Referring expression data
= = = = =
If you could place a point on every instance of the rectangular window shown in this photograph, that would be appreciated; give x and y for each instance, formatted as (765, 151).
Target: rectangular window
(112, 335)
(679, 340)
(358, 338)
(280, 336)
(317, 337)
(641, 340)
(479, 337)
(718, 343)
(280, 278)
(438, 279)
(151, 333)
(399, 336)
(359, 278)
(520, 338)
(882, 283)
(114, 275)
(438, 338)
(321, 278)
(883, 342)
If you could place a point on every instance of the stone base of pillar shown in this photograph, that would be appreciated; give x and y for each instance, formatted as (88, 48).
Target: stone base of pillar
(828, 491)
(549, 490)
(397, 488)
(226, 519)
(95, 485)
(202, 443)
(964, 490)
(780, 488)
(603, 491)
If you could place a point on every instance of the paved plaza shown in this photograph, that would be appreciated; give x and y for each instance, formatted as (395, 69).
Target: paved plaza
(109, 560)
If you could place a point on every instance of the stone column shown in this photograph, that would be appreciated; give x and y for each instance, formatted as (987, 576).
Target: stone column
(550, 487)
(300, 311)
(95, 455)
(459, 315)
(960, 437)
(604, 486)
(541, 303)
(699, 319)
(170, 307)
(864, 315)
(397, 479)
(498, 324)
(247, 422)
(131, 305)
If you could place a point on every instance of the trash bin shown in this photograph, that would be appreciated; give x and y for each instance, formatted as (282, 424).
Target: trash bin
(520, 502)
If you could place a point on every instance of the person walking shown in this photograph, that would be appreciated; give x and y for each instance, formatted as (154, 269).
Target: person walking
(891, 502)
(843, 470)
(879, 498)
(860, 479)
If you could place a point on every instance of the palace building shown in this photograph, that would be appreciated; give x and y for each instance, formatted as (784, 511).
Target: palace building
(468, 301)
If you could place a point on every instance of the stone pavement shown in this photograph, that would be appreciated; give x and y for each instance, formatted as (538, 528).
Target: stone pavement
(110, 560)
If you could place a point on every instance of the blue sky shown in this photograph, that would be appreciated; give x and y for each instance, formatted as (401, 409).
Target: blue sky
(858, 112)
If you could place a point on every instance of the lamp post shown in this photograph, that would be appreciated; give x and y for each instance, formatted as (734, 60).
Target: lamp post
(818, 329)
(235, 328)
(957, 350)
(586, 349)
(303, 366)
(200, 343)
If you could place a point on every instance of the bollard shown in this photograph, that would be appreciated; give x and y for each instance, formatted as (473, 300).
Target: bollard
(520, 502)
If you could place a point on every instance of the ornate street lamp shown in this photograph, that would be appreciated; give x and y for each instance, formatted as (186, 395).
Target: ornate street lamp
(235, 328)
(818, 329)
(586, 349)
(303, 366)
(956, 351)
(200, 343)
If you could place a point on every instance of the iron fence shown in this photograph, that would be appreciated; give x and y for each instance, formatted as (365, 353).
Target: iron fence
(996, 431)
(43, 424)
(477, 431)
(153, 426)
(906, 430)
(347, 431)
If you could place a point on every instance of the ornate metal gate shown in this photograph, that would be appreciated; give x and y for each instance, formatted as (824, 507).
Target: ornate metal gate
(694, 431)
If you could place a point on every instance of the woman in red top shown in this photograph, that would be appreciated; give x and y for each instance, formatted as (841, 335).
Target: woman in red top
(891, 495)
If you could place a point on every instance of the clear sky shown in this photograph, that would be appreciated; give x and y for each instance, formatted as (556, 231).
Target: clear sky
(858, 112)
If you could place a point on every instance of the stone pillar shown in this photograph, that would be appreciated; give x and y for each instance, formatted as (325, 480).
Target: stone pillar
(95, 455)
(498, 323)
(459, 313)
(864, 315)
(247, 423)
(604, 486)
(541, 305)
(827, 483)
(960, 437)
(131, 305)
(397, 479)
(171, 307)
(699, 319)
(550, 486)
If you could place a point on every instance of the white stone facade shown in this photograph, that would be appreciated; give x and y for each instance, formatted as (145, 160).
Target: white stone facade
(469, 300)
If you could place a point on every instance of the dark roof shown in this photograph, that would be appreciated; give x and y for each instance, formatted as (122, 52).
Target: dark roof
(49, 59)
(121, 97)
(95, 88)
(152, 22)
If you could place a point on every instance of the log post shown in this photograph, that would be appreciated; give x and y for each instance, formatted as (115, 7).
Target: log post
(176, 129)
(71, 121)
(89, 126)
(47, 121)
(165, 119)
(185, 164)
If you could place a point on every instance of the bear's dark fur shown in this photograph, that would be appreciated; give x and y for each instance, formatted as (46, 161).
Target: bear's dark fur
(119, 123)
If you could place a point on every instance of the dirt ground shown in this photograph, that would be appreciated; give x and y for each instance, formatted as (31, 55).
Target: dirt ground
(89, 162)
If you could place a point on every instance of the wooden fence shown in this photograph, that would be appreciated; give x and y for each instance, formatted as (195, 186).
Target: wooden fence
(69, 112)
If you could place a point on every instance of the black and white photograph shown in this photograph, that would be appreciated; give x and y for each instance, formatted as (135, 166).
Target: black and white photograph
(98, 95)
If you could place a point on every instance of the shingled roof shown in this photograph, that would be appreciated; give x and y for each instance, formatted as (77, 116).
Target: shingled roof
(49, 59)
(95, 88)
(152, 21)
= = = = =
■ **Problem requirements**: Retype exactly the lines of the data above, starting at its first line and finishing with the line that has "as (401, 409)." in it.

■ **Solution below**:
If you could place a point on every instance of the rectangular window shown in this photograph, that would be appreciated; give x and y for each instance, formatted as (765, 151).
Target: rectangular window
(112, 335)
(679, 340)
(358, 338)
(280, 336)
(317, 337)
(641, 340)
(479, 337)
(718, 343)
(280, 278)
(438, 279)
(151, 333)
(399, 336)
(359, 278)
(520, 338)
(882, 283)
(114, 275)
(438, 338)
(321, 278)
(883, 342)
If you could place a point on every instance of the stone base of pillar shown in this photograph, that would be appreciated; give x and y for each instance, formatted as (88, 48).
Target: stone base of pillar
(828, 491)
(549, 490)
(397, 488)
(226, 519)
(95, 485)
(202, 443)
(964, 490)
(780, 488)
(603, 491)
If you could place a point on every instance of the paved plaza shown in this photograph, that would be appreciated; give x and y for each instance, formatted as (395, 69).
Target: paved plaza
(109, 560)
If you could place a point on every instance of the stone column shown in this photograph, that would be appreciated; give x and y for each instance, formatted as (987, 576).
Target: stone column
(550, 487)
(300, 311)
(95, 455)
(459, 315)
(960, 437)
(604, 486)
(541, 303)
(699, 319)
(170, 307)
(864, 315)
(397, 479)
(498, 324)
(247, 422)
(131, 305)
If you could place a point on every instance of the trash bin shown in this photograph, that would be appreciated; give x and y for each instance, formatted as (282, 424).
Target: trash bin
(520, 502)
If you could place a point on every instance of the person walking shown in this photograph, that would be appreciated; give x and y for each instance, formatted as (154, 269).
Target: person walking
(891, 502)
(843, 470)
(879, 498)
(860, 479)
If you could place a point on every instance of the palace building shown in this photograph, that would be appreciated; give x and y for each instance, formatted as (784, 511).
Target: palace building
(468, 301)
If you could place a point on every instance of the stone pavement shown in this photograph, that would be appreciated; give x and y for each instance, formatted as (538, 528).
Target: stone pavement
(110, 560)
If you could place a point on every instance of the blue sky shown in this photograph, that would be appreciated; give x and y for each instance, formatted as (401, 409).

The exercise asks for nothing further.